→ **Task material**:
◆ ◆ ◆ ◆

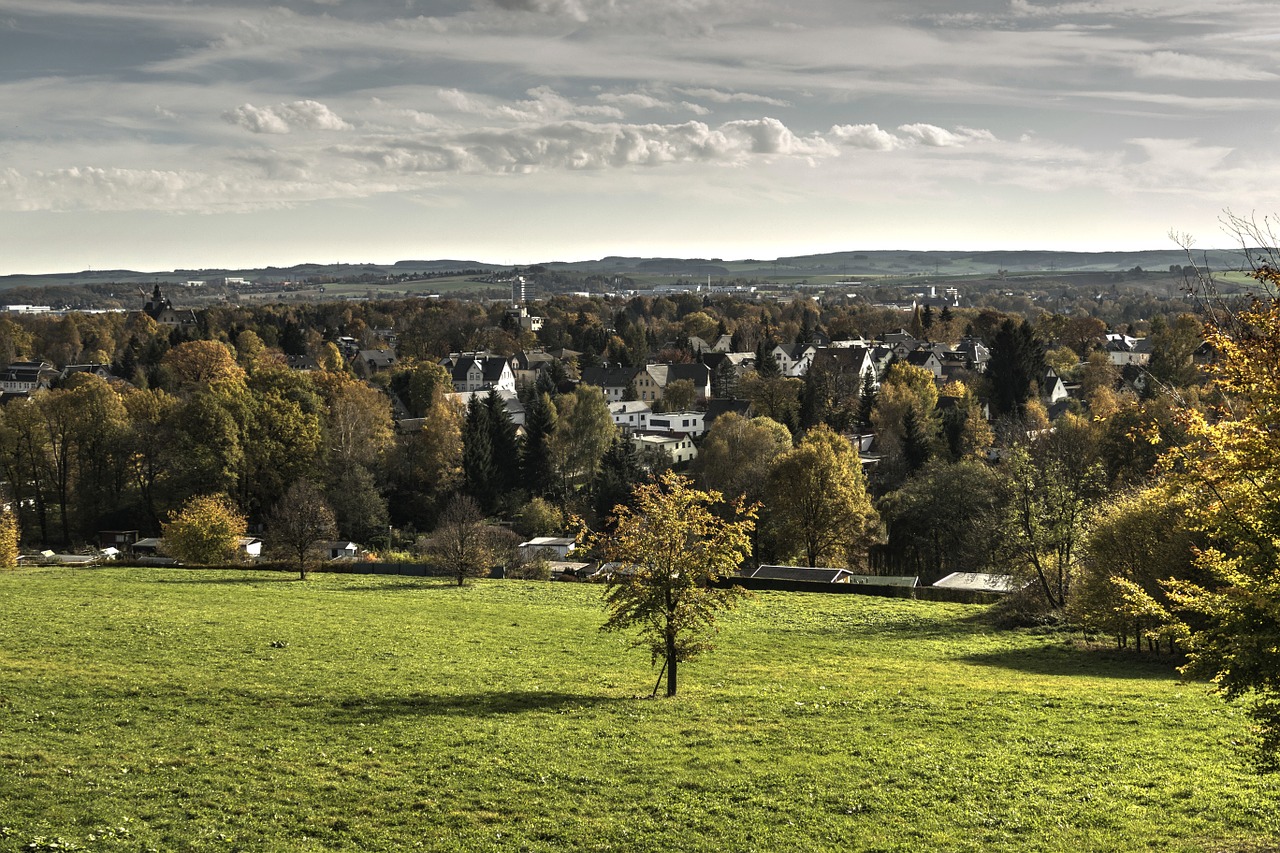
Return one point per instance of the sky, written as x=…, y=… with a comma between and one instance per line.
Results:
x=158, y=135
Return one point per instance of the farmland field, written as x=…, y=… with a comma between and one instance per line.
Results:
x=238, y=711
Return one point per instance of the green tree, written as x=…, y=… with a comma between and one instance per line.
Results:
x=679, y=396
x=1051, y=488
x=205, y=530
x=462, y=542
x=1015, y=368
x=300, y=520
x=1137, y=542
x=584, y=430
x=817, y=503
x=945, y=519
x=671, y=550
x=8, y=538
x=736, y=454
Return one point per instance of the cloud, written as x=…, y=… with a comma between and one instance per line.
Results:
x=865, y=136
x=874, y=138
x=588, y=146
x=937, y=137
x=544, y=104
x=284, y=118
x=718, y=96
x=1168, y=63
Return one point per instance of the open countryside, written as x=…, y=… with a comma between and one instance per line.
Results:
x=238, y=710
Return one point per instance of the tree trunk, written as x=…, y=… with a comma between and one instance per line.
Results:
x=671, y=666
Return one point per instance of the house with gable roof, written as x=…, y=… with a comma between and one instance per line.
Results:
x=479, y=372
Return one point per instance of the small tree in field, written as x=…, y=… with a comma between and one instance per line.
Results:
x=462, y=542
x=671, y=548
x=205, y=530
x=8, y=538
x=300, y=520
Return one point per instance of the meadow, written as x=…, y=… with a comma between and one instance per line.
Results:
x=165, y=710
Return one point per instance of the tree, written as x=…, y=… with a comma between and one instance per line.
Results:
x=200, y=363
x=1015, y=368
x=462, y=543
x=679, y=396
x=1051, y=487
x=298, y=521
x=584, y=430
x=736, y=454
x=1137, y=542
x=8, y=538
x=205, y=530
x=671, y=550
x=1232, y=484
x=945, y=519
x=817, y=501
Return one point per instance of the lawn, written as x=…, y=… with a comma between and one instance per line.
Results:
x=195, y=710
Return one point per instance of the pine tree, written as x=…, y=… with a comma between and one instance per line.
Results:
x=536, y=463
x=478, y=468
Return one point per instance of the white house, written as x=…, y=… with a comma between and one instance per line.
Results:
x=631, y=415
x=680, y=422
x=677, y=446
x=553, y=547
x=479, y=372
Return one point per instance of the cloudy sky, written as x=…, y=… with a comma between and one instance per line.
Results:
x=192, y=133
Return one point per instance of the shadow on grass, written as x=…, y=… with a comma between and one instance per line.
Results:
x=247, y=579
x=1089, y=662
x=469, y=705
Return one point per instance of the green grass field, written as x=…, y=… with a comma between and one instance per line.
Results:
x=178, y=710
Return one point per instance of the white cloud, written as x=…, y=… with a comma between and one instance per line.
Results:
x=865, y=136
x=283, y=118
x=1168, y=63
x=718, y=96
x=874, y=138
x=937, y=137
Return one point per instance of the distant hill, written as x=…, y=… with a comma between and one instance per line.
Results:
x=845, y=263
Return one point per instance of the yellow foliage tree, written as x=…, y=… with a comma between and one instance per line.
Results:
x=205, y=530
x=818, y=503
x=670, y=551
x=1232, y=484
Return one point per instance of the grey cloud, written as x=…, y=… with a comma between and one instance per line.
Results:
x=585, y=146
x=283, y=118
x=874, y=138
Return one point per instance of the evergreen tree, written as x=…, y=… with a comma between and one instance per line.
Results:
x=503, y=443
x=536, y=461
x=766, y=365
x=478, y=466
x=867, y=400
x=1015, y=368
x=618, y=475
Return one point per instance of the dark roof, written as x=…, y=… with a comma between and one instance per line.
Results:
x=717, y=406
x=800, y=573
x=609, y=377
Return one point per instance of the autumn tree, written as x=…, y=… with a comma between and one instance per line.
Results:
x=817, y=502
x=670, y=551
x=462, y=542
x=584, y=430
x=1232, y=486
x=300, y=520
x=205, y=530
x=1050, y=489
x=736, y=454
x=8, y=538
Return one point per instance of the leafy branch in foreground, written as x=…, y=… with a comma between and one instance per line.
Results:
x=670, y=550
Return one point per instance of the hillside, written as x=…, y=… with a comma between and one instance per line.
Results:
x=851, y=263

◆ ◆ ◆ ◆

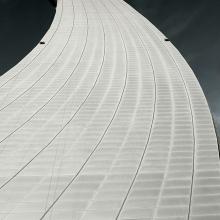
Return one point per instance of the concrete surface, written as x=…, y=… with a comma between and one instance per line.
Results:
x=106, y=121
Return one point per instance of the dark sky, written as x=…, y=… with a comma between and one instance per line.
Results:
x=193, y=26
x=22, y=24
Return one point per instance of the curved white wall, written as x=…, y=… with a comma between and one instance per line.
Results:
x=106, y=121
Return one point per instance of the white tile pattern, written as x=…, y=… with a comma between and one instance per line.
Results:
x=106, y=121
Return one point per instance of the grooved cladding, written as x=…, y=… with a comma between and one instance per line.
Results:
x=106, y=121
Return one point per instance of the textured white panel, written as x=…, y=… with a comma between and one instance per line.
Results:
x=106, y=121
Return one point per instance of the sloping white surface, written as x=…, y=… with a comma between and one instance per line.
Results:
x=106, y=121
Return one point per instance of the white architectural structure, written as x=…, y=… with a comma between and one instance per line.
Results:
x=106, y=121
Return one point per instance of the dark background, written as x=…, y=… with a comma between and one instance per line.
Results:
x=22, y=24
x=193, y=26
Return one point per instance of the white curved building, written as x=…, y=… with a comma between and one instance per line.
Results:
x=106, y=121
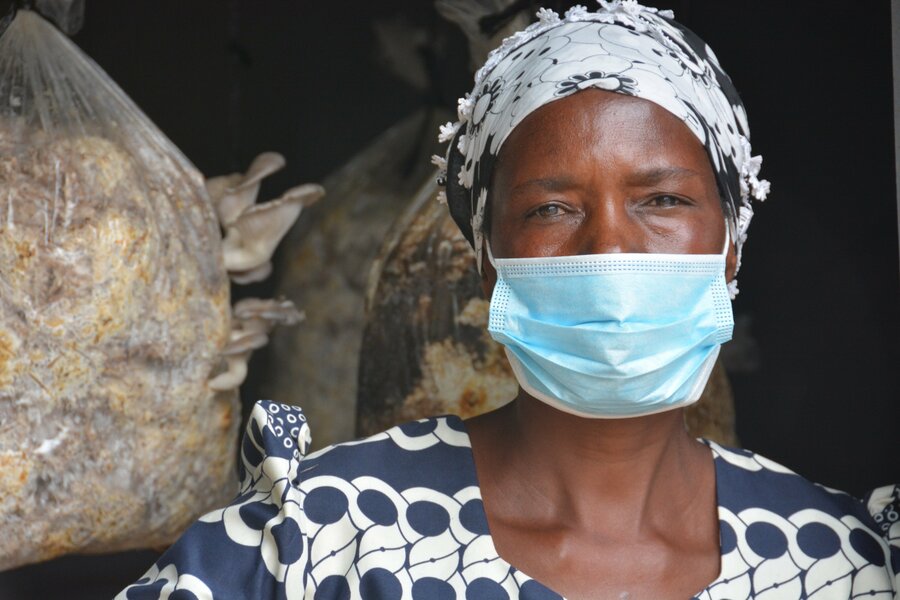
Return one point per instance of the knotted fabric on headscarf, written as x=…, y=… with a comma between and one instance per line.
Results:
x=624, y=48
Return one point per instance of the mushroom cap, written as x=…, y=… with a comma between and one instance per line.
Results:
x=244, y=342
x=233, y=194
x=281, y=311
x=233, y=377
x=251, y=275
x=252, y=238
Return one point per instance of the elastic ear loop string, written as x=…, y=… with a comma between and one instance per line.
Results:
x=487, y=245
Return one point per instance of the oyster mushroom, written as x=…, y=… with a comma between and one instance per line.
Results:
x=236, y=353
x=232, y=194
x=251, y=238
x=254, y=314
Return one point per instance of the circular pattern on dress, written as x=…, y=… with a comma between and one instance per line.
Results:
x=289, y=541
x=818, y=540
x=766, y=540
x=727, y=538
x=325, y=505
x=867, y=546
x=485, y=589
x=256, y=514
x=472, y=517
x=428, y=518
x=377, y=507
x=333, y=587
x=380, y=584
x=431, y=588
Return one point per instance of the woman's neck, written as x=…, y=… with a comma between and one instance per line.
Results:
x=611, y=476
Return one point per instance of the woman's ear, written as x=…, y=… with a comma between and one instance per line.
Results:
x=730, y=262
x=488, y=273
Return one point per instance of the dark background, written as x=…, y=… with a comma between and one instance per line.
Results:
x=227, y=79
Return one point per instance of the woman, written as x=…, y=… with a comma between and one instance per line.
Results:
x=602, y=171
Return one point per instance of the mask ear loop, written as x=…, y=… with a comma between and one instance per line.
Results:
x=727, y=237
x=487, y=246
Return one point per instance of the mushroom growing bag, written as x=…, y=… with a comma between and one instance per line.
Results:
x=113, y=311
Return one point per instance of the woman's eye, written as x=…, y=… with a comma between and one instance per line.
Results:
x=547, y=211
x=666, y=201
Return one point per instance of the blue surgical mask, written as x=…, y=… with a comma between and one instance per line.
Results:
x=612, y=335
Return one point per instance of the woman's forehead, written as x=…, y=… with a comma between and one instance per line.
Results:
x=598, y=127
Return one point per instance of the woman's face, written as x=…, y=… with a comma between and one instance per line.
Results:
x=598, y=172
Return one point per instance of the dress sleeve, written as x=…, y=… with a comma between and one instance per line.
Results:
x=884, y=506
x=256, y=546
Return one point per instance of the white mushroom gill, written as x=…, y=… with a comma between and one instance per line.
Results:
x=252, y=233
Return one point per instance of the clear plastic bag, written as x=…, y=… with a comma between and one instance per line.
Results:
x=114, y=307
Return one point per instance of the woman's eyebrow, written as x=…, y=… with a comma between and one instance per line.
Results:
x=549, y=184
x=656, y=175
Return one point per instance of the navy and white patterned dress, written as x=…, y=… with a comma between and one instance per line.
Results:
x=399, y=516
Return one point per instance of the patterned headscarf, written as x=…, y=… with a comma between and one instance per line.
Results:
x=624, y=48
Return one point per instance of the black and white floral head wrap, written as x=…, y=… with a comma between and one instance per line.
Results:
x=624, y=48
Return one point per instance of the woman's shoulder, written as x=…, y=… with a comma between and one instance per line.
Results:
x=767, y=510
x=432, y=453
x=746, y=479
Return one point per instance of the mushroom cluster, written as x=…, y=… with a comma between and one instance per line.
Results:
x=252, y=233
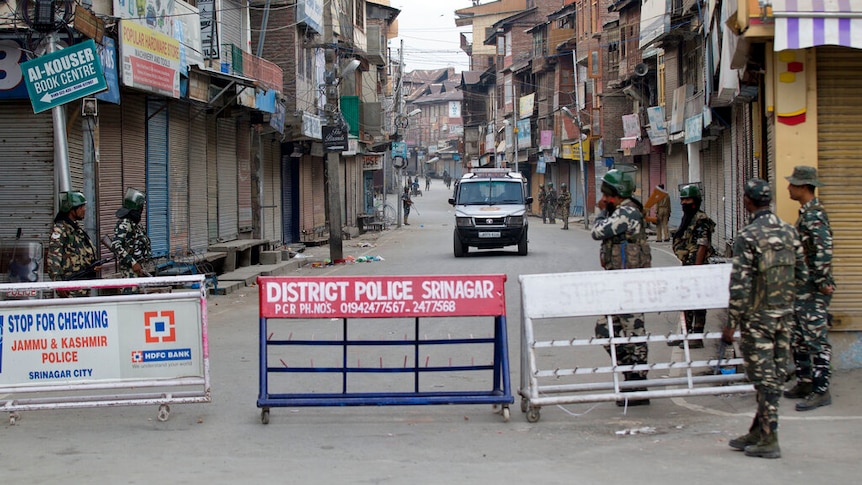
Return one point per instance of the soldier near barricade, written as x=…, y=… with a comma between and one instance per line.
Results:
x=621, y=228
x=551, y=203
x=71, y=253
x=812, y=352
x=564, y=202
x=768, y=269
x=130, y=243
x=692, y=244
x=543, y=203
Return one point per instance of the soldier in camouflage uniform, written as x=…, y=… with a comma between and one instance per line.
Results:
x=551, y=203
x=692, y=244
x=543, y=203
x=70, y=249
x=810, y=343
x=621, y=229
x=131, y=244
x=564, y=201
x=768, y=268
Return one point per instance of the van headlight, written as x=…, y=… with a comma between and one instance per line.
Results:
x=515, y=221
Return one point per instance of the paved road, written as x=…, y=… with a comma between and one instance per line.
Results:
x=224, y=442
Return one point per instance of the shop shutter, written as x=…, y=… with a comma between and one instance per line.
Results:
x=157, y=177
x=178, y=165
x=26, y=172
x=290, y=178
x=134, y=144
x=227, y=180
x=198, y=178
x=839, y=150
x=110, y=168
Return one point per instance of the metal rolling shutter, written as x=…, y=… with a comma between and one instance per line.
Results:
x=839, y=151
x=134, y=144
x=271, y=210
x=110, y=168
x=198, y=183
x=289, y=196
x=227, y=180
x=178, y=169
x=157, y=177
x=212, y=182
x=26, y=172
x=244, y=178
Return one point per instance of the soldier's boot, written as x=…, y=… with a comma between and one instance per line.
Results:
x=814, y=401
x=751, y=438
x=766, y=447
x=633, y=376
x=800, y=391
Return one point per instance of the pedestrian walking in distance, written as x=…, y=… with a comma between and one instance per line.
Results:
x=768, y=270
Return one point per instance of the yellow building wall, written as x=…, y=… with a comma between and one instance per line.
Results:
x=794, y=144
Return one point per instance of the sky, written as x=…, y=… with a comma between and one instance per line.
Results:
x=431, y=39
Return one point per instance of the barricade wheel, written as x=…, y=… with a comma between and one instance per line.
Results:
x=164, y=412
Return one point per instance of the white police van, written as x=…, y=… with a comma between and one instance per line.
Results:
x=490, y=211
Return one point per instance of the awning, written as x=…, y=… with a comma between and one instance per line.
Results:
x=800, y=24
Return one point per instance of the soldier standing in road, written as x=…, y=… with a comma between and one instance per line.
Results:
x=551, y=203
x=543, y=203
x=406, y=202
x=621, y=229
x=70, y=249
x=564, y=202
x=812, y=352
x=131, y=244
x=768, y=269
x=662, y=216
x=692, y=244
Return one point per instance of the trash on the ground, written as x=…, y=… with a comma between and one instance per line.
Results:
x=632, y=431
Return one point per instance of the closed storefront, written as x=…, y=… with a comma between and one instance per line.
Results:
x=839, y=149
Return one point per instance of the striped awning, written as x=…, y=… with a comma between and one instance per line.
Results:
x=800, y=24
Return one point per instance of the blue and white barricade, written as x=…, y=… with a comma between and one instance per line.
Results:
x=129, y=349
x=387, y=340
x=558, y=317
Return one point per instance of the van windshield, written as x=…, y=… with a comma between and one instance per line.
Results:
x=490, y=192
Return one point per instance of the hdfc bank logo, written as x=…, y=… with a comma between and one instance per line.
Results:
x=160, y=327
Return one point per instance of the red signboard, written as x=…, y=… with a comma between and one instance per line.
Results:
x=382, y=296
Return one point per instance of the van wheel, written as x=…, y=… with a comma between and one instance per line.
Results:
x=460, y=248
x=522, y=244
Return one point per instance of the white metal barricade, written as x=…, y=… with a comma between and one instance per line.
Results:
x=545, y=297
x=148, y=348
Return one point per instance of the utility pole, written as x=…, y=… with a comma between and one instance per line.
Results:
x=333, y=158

◆ ◆ ◆ ◆

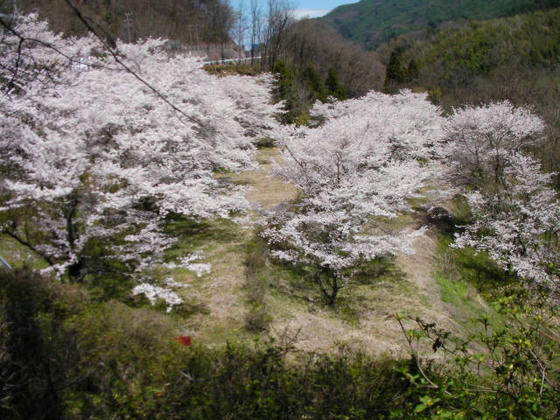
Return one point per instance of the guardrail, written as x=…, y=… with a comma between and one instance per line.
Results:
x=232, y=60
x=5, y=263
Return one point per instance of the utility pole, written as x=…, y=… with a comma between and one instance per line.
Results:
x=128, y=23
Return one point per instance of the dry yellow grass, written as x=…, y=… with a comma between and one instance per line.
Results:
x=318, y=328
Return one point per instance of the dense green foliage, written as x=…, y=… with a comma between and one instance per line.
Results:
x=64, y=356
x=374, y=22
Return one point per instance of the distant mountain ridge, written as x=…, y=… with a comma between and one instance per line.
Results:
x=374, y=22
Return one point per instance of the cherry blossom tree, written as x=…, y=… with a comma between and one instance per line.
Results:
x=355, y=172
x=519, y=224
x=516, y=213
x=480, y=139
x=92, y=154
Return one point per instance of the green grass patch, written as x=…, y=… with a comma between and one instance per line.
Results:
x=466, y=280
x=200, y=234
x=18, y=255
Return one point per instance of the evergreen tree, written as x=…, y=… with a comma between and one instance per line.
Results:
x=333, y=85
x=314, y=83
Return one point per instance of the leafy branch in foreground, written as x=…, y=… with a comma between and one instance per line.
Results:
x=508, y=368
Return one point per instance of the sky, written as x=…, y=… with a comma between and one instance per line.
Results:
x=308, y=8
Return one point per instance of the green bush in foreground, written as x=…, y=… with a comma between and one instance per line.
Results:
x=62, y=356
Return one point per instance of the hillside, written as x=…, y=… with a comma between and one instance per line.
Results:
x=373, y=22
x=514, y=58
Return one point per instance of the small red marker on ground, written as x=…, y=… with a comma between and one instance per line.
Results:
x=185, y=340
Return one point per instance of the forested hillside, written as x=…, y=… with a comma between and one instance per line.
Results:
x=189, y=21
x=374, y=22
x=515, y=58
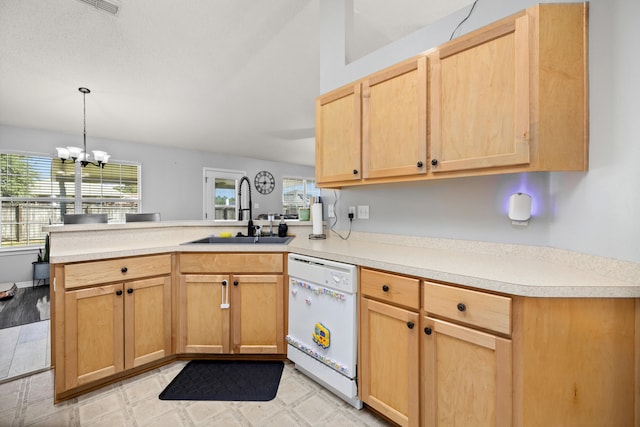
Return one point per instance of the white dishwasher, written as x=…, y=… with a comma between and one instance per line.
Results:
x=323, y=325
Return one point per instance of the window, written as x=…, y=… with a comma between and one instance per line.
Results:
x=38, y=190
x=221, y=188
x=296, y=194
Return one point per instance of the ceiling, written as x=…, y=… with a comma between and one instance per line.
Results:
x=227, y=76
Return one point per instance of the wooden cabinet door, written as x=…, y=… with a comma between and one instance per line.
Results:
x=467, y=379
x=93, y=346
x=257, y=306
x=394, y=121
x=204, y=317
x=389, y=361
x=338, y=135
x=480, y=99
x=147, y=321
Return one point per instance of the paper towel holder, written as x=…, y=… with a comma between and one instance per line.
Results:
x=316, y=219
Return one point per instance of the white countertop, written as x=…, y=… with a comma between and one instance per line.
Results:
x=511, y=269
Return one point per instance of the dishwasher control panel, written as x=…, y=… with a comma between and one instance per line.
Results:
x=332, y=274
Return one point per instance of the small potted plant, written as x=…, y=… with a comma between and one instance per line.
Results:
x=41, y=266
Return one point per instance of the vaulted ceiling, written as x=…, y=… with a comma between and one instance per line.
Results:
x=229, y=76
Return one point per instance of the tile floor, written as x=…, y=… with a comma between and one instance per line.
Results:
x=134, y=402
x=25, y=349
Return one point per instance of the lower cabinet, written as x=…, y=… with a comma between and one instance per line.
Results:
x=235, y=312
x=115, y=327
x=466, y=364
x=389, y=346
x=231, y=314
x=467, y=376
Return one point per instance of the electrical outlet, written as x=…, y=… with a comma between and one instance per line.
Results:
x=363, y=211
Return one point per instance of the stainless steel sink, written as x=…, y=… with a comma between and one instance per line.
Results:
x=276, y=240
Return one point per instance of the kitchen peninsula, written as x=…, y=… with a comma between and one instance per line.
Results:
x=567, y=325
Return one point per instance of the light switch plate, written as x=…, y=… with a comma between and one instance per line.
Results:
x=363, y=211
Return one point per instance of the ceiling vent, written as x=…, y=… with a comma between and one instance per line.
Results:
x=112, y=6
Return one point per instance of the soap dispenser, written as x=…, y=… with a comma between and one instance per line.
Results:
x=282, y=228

◆ ◆ ◆ ◆

→ **Requirements**: Repeat word for word the lines from the one containing "Return one point per instance of the clear" through the one containing "x=515, y=221", including both of those lines. Leave the pictures out of your copy.

→ **Problem solution**:
Return one point per instance of the clear plastic bag, written as x=…, y=… with a comma between and one instance per line.
Results:
x=114, y=307
Return one point per instance of the woman's eyebrow, written as x=…, y=… with a comma between and one instance per line.
Results:
x=549, y=184
x=656, y=175
Return one point per instance of the navy and white patterned dress, written as x=…, y=… with a comma between and one instance per line.
Results:
x=399, y=516
Return one point per instance of the patterned headscarf, written as x=…, y=… with a comma between and one instance per line.
Results:
x=624, y=48
Return one point per instance of the black and white floral head wrap, written as x=…, y=… with a comma between and one instance per line.
Results:
x=624, y=48
Return one point per instance of the woman's shoulder, written as x=…, y=… with a comma between and one instance per line.
Results:
x=767, y=510
x=432, y=453
x=746, y=479
Return one point per instance of the mushroom cluster, written as x=…, y=… with a comma between and one instance per line.
Results:
x=252, y=233
Return one point per instance of the soldier near barricade, written as x=…, y=… with a comma between and one instance per line.
Results:
x=621, y=228
x=551, y=203
x=71, y=253
x=812, y=352
x=564, y=202
x=768, y=269
x=130, y=243
x=692, y=244
x=543, y=203
Return one point per instance of the soldier in camouflage uniform, written as x=…, y=… with a comma between and one instance per line.
Results:
x=551, y=203
x=692, y=244
x=543, y=203
x=70, y=249
x=810, y=343
x=621, y=229
x=131, y=244
x=564, y=201
x=768, y=268
Return one point per instance of the van headlight, written as x=…, y=… with a comma between and one instance per line.
Results:
x=515, y=221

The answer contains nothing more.